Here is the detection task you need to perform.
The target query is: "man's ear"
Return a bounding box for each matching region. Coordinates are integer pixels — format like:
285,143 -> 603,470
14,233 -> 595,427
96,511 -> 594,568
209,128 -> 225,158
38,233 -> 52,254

### Exercise
The response should consist of every record, written out exactly as given.

### Output of the task
Here is the detection task you need to perform.
The target query is: "man's ear"
Return a bounding box for each matching region. Coordinates are integer pixels — format like:
285,143 -> 603,470
14,233 -> 595,427
96,511 -> 594,568
209,128 -> 225,158
38,233 -> 52,254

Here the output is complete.